New York Islanders coach Patrick Roy, center, calls out to players during the first period of the team’s NHL hockey game against the Vegas Golden Knights on Tuesday, Jan. 23, 2024, in Elmont, N.Y. (AP Photo/Frank Franklin II)
EAST MEADOW, N.Y. — The New York Islanders still have some habits to shake off to fully embrace what new head coach Patrick Roy is attempting to institute. That’s only natural.
“When you’ve been in a certain kind of system for years, those habits aren’t easy to break,” star forward Mathew Barzal told amNewYork. “Ask anybody who’s been addicted to anything or had a habit of doing anything. We’re trying to break certain things, break certain habits, and create new ones.”

+===+

* Work instructions *
A – In the Islanders article, which team were the Islanders playing in the game shown in the photo caption?
B – Pull out every line of the entries that contains the word "canopy".
The entries are unrelated to the Islanders article.

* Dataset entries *
+===+

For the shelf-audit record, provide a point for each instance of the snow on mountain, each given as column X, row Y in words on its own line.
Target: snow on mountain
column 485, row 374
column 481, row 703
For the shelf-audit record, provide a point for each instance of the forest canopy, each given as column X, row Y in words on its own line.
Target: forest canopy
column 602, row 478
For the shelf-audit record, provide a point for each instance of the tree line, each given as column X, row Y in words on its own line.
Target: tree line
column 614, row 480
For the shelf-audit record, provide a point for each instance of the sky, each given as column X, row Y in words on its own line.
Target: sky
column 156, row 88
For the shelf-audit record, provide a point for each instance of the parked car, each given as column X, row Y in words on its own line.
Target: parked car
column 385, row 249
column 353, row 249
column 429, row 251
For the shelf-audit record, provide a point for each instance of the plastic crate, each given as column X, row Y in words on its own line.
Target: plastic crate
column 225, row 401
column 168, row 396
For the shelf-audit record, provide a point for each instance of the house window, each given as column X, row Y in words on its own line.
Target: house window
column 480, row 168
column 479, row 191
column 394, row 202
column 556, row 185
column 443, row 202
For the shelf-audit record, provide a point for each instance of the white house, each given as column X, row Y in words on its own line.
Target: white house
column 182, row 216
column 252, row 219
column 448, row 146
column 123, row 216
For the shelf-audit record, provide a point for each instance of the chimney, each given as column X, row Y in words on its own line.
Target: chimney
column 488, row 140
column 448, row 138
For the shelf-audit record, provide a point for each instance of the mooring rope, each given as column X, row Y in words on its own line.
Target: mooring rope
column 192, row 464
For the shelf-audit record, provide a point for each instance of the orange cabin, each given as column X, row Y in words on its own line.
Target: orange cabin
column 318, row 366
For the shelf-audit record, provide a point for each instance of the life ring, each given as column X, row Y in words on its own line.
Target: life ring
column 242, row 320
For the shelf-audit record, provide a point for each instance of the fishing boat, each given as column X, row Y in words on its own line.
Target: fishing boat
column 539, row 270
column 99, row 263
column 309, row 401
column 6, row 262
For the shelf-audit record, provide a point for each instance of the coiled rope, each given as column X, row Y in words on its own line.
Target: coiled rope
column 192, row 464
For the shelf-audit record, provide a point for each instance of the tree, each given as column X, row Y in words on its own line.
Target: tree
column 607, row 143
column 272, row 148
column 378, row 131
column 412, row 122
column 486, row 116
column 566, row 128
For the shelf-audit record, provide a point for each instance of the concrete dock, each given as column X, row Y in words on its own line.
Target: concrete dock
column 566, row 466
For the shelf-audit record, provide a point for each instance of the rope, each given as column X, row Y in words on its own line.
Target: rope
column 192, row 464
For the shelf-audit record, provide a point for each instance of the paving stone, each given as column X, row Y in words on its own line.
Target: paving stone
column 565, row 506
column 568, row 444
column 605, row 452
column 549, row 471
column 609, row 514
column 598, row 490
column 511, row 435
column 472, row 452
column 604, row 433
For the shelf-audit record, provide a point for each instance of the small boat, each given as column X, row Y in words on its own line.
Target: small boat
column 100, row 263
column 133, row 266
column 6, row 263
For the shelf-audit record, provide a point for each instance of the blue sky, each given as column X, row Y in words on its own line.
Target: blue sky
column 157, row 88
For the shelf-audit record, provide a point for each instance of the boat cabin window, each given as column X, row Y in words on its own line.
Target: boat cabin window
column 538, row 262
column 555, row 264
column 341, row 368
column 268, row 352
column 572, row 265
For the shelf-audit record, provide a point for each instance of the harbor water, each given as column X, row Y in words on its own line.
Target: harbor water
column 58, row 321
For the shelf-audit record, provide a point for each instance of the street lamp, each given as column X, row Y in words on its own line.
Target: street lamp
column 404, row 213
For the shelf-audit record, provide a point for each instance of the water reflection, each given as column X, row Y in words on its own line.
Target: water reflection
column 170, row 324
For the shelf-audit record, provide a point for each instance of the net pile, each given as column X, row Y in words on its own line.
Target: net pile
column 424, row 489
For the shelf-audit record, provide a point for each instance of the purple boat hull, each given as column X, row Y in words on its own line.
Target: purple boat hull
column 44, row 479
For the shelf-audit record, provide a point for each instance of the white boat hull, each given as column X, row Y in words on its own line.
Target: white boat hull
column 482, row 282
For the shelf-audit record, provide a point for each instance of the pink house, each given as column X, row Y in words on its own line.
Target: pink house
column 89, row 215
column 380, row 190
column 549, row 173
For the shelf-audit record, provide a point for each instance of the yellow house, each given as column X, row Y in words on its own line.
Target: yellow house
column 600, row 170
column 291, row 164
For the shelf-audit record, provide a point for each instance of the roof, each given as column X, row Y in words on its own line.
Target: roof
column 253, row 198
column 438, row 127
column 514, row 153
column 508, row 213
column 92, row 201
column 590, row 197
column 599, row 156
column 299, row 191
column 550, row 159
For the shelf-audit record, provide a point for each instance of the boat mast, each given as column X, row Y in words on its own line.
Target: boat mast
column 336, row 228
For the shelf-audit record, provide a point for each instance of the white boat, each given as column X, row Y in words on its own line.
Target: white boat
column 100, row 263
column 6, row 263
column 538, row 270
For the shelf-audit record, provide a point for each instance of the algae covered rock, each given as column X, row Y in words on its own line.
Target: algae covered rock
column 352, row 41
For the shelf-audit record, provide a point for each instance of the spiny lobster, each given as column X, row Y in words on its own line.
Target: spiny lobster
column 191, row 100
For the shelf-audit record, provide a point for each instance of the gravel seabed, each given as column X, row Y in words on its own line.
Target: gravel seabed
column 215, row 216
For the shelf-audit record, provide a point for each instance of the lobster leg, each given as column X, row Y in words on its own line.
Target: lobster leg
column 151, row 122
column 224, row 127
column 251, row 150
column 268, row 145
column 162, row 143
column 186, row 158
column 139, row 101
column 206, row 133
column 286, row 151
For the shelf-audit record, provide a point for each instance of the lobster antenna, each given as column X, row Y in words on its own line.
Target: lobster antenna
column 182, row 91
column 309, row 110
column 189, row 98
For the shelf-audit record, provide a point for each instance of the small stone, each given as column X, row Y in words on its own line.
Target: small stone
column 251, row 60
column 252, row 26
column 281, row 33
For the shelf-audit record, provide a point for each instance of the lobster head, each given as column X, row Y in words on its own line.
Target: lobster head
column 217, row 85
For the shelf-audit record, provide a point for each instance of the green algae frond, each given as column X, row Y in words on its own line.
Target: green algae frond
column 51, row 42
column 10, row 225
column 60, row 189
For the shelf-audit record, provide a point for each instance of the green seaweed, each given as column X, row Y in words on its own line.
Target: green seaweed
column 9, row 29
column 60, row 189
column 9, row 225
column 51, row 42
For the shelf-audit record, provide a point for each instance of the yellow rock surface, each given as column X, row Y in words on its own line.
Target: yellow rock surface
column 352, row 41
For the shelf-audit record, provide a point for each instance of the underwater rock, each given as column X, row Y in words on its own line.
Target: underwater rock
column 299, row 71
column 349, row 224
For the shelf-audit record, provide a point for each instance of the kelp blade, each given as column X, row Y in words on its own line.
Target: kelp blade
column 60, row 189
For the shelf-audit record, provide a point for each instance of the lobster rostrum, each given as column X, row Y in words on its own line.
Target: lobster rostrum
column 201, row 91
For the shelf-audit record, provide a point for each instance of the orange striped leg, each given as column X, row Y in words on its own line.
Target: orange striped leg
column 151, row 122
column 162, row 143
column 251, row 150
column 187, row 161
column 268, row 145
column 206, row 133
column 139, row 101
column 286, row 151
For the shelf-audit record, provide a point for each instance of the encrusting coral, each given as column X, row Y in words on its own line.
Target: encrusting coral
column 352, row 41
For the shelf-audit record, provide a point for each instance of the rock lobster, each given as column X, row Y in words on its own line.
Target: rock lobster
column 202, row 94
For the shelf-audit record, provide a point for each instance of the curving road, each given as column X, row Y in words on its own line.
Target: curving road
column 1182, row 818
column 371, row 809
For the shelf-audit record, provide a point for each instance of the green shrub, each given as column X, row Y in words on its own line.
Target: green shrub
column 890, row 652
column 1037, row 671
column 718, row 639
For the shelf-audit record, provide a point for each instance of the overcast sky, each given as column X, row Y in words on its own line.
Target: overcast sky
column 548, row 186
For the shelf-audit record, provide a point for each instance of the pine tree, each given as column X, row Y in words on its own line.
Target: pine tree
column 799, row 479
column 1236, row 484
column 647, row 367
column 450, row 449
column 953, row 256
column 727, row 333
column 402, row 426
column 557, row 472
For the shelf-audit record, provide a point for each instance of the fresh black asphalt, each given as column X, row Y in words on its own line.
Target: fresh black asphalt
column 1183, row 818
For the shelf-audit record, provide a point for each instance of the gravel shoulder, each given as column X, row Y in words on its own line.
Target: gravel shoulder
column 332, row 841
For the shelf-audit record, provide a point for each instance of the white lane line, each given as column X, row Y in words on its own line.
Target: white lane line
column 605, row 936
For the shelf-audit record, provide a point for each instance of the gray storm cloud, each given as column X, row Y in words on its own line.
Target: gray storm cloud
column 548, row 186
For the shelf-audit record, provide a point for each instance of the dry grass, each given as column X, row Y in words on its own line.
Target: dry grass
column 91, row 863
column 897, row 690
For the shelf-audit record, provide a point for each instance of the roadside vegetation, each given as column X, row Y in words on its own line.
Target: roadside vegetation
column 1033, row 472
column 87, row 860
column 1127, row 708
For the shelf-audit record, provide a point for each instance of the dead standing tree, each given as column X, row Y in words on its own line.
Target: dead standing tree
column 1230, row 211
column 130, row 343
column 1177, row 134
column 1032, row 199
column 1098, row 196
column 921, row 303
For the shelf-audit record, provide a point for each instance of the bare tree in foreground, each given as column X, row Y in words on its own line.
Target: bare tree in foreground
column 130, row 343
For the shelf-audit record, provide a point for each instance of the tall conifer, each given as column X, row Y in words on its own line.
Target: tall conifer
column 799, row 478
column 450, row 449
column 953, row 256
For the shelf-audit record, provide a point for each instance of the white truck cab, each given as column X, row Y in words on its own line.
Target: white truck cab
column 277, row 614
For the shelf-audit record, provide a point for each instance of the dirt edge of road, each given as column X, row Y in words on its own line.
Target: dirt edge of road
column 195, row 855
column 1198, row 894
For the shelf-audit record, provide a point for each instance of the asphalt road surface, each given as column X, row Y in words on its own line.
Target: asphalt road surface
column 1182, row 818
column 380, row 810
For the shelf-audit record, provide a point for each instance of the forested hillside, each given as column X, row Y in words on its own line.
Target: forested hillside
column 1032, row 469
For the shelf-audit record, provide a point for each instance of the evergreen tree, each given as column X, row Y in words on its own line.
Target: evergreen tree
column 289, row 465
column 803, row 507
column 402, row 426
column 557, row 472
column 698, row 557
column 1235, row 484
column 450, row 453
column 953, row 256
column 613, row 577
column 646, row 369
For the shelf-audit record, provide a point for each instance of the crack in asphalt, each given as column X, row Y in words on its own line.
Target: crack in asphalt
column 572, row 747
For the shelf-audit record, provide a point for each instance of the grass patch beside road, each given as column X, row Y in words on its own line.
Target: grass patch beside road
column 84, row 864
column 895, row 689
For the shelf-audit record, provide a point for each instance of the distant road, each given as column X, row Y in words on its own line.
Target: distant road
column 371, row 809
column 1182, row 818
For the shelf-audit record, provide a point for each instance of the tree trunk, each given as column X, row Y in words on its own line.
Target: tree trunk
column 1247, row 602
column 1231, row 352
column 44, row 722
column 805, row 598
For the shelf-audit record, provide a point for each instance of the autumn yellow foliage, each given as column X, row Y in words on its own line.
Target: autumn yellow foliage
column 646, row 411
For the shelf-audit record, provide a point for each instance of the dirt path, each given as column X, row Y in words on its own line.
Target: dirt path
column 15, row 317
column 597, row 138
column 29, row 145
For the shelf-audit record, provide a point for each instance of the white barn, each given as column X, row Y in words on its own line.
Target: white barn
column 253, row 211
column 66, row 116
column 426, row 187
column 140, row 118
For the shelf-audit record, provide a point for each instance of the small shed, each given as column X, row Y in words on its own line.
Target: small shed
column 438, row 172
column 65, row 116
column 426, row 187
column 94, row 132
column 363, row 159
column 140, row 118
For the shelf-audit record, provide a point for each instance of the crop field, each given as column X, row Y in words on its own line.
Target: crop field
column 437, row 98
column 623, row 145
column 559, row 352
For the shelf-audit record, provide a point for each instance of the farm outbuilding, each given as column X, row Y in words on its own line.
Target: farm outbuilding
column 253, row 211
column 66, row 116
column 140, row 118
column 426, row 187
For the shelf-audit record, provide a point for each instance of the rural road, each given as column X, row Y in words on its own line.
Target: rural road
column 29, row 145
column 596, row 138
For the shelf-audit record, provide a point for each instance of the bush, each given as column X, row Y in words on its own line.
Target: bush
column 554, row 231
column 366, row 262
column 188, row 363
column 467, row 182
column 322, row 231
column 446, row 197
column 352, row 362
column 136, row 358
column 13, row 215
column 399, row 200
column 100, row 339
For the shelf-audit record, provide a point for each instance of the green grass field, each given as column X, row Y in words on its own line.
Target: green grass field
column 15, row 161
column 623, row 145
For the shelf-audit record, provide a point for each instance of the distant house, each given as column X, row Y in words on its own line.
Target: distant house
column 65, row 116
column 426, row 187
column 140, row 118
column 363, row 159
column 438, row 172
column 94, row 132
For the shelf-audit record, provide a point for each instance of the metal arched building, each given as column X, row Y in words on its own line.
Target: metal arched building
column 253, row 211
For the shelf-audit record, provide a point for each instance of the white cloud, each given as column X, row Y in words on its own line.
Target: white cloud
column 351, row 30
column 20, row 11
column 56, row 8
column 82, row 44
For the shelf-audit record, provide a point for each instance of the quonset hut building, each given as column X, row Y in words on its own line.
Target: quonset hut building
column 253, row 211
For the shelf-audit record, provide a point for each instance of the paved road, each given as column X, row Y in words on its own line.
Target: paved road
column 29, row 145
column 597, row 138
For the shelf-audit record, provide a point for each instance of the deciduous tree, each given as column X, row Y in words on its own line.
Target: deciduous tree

+===+

* Task-by-task results *
A – The Vegas Golden Knights.

B –
For the shelf-audit record, provide a point for each instance of the forest canopy, each given as column X, row Y in words on its own line.
Target: forest canopy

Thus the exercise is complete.